* BEGIN Input rows *
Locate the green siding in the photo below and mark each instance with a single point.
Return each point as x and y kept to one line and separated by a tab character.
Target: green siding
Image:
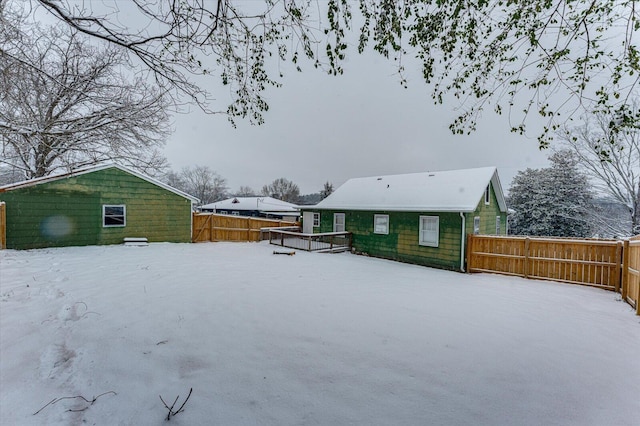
* END Input rows *
* BEGIN Input rows *
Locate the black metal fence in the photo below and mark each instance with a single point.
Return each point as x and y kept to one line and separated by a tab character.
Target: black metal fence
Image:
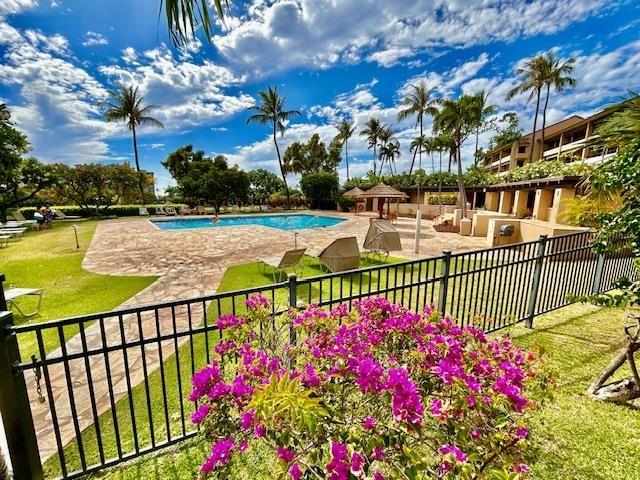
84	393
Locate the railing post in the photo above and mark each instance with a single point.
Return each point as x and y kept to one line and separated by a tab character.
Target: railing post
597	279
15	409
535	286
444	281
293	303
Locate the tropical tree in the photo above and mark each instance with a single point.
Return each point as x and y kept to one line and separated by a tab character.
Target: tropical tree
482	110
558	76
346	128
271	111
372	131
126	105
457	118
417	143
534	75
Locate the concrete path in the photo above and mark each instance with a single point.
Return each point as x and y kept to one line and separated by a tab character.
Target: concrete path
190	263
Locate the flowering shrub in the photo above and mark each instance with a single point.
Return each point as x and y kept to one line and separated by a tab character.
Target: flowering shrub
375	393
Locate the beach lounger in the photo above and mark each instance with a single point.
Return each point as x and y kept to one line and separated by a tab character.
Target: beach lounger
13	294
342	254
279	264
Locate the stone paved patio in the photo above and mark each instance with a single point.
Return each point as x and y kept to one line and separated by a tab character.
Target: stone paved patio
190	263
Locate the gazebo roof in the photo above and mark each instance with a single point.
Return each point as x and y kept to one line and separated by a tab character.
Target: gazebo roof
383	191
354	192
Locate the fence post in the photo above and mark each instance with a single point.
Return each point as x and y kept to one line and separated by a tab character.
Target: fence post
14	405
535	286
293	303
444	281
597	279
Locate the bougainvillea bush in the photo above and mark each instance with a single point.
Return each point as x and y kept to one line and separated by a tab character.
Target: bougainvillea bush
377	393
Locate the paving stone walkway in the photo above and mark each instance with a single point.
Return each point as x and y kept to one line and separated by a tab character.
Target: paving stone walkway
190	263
* END Input rows *
* BEGIN Input rows *
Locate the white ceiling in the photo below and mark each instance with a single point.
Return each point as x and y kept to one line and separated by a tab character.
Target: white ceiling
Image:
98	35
* END Input rows *
Exercise directions: Count the lines in the rows above that contain the string "lounger", matching case exactly, and give only the number.

Correct output: 2